======== TRECHO DADO

O detalhe interessante é que na comparação com os jogos ameritrash, que se caracterizam pelo uso de miniaturas super detalhadas, os eurogamers radicais costumam dizer que “jogos com cubinhos são para pessoas com imaginação, enquanto jogos com miniaturas são para pessoas sem imaginação”. Desse modo, se quando o sujeito joga “Lords of Waterdeep”, ele consegue olhar para simples cubinhos com cores diferentes e imaginar que cada um deles representa uma classe de aventureiro diferente (estamos falando dos cubinhos regulares do jogo, e não dos meeples, porque aí é covardia), não dá para explicar a dificuldade que as pessoas têm de olhar para um peão de Ludo, e imaginar que ele representa um dos filhos de Gengis Khan.

Antes que as pedras comecem a voar, é bom esclarecer primeiro que isso não é, de forma alguma, um ataque ou crítica a quem curte eurogames, até porque o autor também é um “empurrador de cubinhos”, e grande fã do “Lords of Waterdeep”, muito embora o Stone Age ainda seja o nº 1 da lista, considerando todos os jogos de diferentes estilos. Segundo, porque o autor do texto também prefere muito mais os cubinhos aos peões de Ludo. Por isso não faz sentido que qualquer “confrade eurogamer” se sinta ofendido dessa forma, e se isso eventualmente acontecer, o autor pede desculpas antecipadamente. A intenção não é atacar o gosto de ninguém, mas apenas propor um ponto de reflexão. Nesse sentido, não deixa de ser interessante, que quando se coloca numa mesa um peão de Ludo de um lado, e um cubinho de outro, sem nenhum jogo associado, e se desconsidera todo o background envolvido nesses dois tipos de peças plásticas, fica difícil dizer por que essa é melhor que aquela ou vice-versa.

================

▶ [INSTRUÇÃO] Liste todos os jogos mencionados pelo nome no trecho sobre cubinhos e miniaturas. As entradas são um material à parte, sem relação com o trecho.

======== DADOS FORNECIDOS

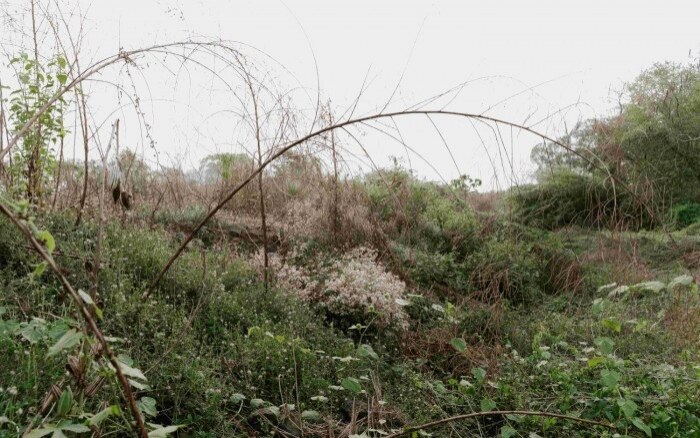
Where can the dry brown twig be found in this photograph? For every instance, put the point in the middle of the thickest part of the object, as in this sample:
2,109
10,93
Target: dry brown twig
341,125
87,316
492,413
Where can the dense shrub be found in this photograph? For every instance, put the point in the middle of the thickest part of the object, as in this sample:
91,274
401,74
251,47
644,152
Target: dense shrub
565,197
686,214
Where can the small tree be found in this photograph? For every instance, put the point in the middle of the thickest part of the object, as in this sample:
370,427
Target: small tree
33,162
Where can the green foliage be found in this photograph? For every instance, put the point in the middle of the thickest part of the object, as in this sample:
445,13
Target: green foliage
33,161
686,214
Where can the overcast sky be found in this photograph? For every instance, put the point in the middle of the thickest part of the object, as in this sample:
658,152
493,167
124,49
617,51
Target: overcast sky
547,59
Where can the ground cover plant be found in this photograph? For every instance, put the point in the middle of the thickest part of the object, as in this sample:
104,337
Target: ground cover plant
278,294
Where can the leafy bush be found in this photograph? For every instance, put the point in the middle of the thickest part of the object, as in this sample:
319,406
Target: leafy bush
507,269
686,214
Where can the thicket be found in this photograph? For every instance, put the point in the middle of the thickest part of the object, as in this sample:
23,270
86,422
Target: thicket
274,294
633,170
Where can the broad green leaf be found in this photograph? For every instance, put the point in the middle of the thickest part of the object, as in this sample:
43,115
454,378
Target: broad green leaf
610,378
508,431
681,280
351,384
606,345
69,339
639,424
311,415
39,269
101,416
366,350
86,297
459,344
138,385
487,405
479,374
628,407
148,406
131,372
256,403
612,324
65,402
163,432
47,239
38,433
73,427
34,330
237,398
595,361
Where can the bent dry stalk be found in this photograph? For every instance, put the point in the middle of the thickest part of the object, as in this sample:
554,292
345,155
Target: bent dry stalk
87,316
600,165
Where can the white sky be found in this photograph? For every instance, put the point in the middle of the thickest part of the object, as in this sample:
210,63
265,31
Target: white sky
572,53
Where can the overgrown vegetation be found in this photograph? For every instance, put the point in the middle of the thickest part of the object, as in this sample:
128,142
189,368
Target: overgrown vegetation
318,303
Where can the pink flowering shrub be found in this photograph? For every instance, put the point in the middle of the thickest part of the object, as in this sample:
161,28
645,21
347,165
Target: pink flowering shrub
355,282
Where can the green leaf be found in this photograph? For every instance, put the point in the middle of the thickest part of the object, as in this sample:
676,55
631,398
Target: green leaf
366,350
138,385
237,398
163,432
101,416
65,402
34,331
612,324
69,339
311,415
595,361
148,406
47,240
507,432
459,344
479,374
256,403
73,427
351,384
628,407
682,280
606,345
38,433
487,405
639,424
39,269
610,378
654,286
86,297
131,372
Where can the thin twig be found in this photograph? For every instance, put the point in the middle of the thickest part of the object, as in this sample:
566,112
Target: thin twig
487,119
87,316
491,413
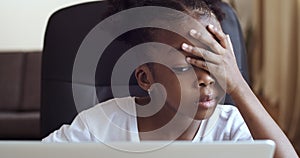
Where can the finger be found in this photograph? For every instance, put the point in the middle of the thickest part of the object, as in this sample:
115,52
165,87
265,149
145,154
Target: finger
202,53
219,34
198,63
230,44
206,38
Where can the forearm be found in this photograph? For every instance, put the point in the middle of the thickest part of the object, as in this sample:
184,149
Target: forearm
260,123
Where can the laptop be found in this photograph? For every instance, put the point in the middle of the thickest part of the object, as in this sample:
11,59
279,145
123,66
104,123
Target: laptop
147,149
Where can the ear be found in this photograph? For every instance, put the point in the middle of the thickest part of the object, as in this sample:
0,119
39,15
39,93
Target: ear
144,77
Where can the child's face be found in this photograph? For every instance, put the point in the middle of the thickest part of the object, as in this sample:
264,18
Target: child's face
181,80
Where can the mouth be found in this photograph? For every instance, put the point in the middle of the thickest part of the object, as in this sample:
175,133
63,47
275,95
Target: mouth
206,103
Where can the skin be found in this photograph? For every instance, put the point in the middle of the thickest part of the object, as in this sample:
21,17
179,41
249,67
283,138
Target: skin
209,73
199,90
260,123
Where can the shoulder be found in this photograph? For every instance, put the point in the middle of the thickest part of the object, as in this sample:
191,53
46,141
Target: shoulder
229,114
227,110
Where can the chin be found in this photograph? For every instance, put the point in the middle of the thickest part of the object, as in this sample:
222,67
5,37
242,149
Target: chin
204,114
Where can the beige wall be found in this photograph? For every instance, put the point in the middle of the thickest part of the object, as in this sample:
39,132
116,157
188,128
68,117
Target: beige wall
23,22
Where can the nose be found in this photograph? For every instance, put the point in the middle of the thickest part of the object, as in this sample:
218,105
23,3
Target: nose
205,79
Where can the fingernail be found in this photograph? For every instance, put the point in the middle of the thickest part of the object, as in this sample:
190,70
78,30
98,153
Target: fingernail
188,59
185,46
193,32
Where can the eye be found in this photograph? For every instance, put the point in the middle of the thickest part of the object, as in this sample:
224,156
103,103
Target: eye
181,69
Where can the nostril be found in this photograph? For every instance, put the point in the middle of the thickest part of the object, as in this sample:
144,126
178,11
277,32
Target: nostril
202,84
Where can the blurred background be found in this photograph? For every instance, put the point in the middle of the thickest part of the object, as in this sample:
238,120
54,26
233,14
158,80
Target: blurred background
271,30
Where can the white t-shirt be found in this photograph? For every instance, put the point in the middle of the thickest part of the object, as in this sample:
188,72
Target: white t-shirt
113,121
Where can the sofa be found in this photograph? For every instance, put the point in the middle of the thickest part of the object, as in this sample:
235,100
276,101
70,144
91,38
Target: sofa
20,95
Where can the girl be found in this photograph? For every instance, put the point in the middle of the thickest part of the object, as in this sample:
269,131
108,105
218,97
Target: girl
185,89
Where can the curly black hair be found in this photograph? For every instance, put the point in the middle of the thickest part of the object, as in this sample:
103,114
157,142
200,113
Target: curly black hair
210,6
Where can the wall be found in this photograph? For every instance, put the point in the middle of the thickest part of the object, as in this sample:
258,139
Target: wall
23,22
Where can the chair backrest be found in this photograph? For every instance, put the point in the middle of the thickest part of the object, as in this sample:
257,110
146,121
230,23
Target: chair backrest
65,32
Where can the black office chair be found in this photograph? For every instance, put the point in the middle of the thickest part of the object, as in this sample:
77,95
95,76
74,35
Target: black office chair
65,32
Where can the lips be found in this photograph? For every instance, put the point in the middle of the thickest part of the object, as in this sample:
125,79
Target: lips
206,102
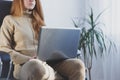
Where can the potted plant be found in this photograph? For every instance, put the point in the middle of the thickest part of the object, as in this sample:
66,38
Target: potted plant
93,41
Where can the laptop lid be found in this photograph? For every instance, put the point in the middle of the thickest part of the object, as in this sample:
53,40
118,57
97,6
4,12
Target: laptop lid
58,43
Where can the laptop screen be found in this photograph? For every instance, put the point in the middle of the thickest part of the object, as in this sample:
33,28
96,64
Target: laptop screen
56,43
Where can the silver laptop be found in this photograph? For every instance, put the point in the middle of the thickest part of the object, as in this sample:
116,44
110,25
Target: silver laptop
58,43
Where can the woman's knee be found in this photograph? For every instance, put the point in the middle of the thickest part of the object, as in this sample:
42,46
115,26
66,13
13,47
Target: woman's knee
32,69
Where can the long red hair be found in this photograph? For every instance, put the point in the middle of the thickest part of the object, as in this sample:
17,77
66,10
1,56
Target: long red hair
17,9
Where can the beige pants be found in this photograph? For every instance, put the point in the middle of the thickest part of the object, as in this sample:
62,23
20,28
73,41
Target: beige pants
35,69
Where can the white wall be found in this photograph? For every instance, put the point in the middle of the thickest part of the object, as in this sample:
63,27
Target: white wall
60,12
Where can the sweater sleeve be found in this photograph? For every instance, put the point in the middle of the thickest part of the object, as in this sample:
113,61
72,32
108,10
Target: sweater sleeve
6,40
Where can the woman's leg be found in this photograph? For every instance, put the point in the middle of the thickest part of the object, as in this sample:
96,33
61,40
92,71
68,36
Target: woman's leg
74,69
36,70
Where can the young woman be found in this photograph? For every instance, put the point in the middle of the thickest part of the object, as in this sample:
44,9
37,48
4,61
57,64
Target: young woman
19,38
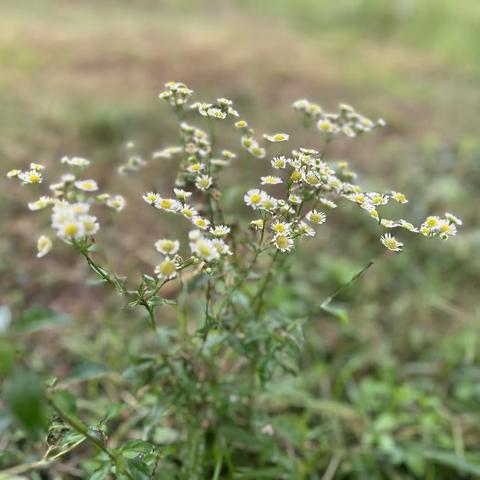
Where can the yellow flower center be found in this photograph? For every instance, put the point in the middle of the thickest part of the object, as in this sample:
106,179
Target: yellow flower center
282,241
167,268
167,246
35,178
166,203
295,176
70,229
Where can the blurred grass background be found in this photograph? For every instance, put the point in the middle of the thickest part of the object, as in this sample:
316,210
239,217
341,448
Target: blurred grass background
82,77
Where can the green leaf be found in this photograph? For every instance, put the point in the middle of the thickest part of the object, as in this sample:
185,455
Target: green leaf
135,447
87,370
38,318
25,398
5,318
138,469
101,474
157,301
7,356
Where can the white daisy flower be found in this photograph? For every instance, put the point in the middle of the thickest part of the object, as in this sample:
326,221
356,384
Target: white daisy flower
391,243
41,203
86,185
296,176
68,178
117,202
257,224
257,151
446,229
328,203
305,229
399,197
253,198
279,162
316,217
407,225
325,125
168,204
79,208
385,222
90,224
220,231
221,247
283,243
167,270
32,177
44,246
452,218
277,137
269,203
204,249
196,167
151,198
37,166
271,180
188,212
203,182
432,222
195,234
377,198
167,247
201,222
280,227
295,199
71,229
216,113
14,173
76,161
181,195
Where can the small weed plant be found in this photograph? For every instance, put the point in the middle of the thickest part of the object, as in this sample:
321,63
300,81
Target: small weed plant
198,410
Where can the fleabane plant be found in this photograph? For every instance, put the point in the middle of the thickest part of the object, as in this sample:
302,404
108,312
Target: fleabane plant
230,263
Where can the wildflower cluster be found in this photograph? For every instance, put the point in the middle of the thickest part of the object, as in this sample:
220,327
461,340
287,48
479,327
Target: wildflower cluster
70,201
240,336
346,120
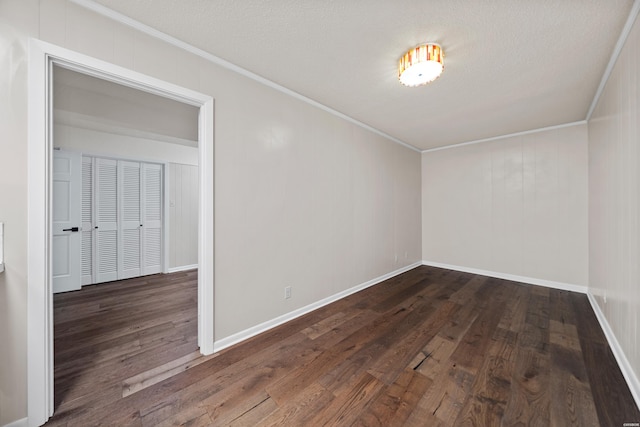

================

▶ [RESULTADO] Lords of Waterdeep, Ludo, Stone Age